THINGS TO DO:
a. Using the text on financial resiliency, answer the following questions.
(i) According to the Federal Reserve study, what percentage of Americans couldn't come up with $400 in an emergency?
(ii) What average amount of consumer debt per American does the text give?
(iii) What three steps make up the nuts and bolts of personal finance?
b. Summarize the text on financial resiliency in two sentences.
c. Write out a passage of the text on financial resiliency word for word, beginning at the words "My main goal" and stopping after the words "are incredibly simple.".

SELECTED TEXT:

************

3 Tiers of Financial Resiliency: How to Create a Shock-proof Life

When it comes to money, most people are fragile, scared, and don’t know what they’re doing.

Think about it…

  • US consumer debt has hit an all-time high at an average of $136,000 per American
  • In 2017 the average savings rate of Americans was 2.8% of income, the lowest that has been recorded.  
  • A study by the Federal Reserve showed that 50% of Americans couldn’t come up with $400 in case of an emergency.
  • 78 % of people are going through life living paycheck to paycheck.

Statistic: Personal saving rate in the United States from 1960 to 2017 | Statista
Find more statistics at Statista

My main goal here at PF Geeks is to show you how to manage your own finances so that you can accomplish your unique life goals.

The nuts and bolts of personal finance are incredibly simple.

  1. Spend less
    1. Cut costs on the majors: housing, transporation, etc
    2. Identify some daily habits that reduce monthly expenses
    3. Avoid lifestyle inflation
  2. Make more
    1. Ask for a raise
    2. Side hustle if that’s your thing
  3. Invest the rest
    1. Index funds
    2. Portfolio strategies
    3. Automate your investing

Don’t get me wrong, there are a ton of small details within that framework that can lead to HUGE gains like how one small change will save you $400,000 more for retirement or how reducing food waste can save you an extra $215,000

Once you’ve gotten the basic framework down, personal finance is all about executing your plan and enjoying the present.

************

ENTRIES SHOWN:
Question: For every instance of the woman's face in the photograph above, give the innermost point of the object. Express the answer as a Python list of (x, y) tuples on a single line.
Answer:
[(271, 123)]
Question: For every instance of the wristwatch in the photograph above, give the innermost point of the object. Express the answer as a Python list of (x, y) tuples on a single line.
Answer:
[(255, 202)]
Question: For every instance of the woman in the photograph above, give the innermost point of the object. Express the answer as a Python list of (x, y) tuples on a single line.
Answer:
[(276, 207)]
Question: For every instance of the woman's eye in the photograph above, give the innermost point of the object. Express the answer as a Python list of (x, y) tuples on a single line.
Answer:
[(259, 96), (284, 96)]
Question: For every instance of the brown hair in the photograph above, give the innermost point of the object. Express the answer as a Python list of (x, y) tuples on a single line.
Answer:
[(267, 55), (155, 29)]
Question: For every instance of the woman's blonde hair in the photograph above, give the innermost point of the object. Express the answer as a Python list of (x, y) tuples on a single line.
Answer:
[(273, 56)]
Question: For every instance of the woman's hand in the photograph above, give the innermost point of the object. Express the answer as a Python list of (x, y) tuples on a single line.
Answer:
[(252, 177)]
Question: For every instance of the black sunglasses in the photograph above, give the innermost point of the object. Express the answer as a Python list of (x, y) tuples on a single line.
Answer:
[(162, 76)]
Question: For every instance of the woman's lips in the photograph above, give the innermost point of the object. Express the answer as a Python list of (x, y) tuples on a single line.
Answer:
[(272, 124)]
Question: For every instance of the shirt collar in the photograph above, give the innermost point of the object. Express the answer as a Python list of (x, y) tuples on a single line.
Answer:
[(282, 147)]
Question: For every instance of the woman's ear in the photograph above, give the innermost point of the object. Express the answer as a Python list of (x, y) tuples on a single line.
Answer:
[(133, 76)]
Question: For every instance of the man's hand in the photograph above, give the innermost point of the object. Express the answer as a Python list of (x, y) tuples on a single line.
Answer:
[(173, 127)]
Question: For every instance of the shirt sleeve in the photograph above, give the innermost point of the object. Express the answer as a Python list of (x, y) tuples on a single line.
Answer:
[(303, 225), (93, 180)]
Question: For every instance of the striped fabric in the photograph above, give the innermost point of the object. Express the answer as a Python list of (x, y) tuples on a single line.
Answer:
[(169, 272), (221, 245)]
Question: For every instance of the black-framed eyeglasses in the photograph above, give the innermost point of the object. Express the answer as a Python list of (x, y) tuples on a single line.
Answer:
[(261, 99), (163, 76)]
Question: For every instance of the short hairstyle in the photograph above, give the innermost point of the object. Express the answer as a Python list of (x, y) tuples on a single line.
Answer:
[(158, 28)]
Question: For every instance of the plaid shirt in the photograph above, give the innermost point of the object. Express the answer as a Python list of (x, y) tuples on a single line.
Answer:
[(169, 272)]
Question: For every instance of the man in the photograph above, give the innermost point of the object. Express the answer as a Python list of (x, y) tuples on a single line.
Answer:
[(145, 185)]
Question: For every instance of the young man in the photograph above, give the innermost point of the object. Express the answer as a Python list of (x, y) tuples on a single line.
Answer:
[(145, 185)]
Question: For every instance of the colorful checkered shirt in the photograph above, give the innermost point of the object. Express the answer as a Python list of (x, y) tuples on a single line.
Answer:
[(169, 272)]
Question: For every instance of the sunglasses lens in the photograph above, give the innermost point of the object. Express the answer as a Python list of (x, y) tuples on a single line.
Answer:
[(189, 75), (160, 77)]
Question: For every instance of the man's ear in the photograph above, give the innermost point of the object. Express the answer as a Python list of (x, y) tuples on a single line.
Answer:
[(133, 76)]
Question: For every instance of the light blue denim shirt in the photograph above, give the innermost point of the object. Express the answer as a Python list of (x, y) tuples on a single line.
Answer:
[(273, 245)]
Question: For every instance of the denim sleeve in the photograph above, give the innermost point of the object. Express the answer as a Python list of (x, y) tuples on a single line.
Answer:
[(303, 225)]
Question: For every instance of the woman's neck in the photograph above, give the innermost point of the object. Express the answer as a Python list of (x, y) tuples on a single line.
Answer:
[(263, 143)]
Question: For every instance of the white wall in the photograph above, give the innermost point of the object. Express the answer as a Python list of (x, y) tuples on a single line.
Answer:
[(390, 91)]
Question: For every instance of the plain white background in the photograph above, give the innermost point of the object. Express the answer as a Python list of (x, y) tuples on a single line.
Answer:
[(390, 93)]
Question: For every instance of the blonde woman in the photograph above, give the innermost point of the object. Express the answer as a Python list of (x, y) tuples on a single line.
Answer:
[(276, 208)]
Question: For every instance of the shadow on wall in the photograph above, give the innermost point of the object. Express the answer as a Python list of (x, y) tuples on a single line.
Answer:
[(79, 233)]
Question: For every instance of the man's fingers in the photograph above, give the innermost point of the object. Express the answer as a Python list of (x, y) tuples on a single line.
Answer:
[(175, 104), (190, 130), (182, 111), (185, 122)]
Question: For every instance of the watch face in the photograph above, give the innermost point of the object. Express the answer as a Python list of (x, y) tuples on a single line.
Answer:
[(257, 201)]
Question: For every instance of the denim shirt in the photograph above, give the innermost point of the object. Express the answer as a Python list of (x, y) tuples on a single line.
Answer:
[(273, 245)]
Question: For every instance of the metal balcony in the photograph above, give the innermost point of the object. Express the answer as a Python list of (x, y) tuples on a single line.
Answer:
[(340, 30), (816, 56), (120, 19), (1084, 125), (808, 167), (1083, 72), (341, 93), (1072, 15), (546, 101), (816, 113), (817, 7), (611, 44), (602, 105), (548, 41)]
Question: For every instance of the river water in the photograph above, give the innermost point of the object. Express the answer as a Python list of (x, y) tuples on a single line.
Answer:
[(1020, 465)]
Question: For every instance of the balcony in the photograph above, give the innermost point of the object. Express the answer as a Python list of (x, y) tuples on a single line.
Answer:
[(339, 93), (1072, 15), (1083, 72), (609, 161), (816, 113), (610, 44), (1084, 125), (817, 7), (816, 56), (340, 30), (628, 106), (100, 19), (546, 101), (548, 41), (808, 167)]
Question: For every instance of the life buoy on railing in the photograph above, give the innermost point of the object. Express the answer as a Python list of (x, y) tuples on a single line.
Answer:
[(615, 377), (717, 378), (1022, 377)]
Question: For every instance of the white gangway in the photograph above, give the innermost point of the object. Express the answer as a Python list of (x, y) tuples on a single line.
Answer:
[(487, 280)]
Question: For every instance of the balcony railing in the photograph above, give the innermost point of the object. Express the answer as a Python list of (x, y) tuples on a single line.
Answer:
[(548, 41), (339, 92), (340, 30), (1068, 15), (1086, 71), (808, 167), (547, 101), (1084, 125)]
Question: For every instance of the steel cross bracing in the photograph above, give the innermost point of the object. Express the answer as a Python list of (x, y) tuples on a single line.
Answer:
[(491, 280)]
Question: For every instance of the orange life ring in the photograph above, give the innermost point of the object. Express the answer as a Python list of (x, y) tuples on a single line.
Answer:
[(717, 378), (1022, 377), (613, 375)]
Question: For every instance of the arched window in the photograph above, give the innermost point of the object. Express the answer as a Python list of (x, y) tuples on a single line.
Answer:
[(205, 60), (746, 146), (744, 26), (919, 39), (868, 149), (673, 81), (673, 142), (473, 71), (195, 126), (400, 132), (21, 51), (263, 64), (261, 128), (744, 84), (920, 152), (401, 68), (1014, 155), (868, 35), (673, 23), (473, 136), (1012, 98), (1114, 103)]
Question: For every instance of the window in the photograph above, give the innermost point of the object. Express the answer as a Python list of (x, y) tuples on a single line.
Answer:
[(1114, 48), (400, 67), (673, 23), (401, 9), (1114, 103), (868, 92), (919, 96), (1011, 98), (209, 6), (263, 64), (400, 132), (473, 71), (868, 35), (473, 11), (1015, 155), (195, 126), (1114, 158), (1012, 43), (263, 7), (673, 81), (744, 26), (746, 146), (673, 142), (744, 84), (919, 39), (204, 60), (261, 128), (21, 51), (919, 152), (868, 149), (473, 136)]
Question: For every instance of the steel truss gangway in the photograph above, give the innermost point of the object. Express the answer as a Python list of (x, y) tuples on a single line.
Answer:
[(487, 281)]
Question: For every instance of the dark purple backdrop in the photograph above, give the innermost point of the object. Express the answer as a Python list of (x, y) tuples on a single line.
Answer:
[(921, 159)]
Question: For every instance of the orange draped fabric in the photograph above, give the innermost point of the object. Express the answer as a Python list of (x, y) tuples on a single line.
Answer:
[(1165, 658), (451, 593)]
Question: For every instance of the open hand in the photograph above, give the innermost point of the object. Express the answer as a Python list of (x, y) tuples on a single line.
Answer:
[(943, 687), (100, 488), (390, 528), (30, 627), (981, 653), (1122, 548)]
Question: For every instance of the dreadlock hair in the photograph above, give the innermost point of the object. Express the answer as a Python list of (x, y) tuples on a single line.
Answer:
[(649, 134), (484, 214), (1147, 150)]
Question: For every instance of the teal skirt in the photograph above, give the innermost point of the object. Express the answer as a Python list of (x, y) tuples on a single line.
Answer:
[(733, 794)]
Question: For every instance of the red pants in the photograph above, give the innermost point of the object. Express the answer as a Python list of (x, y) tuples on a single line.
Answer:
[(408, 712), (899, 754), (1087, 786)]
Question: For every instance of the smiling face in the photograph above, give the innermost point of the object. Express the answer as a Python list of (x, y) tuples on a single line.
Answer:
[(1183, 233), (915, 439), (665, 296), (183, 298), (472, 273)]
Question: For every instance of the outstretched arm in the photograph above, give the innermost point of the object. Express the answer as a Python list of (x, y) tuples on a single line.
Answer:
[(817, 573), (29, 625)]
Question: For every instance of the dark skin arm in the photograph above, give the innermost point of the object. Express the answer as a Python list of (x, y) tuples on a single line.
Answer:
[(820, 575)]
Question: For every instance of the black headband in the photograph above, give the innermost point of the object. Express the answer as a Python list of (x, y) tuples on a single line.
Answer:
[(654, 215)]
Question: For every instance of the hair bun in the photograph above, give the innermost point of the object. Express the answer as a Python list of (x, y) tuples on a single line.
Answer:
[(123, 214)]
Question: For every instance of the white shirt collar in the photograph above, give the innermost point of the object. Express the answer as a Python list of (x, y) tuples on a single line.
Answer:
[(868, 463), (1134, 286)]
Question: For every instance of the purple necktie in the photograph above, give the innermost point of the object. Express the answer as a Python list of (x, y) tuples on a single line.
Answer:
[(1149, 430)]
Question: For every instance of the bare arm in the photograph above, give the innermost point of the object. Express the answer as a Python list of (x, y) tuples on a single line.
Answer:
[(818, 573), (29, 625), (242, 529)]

************

TASK RESPONSES:
a.
(i) 50%
(ii) $136,000
(iii) Spend less, make more, and invest the rest.

b. Most people are fragile with money: US consumer debt averages $136,000 per American, the 2017 savings rate was a record-low 2.8%, and 78% of people live paycheck to paycheck. The basics of personal finance are simple (spend less, make more, and invest the rest), and once that framework is down, it is about executing the plan and enjoying the present.

c.
My main goal here at PF Geeks is to show you how to manage your own finances so that you can accomplish your unique life goals.

The nuts and bolts of personal finance are incredibly simple.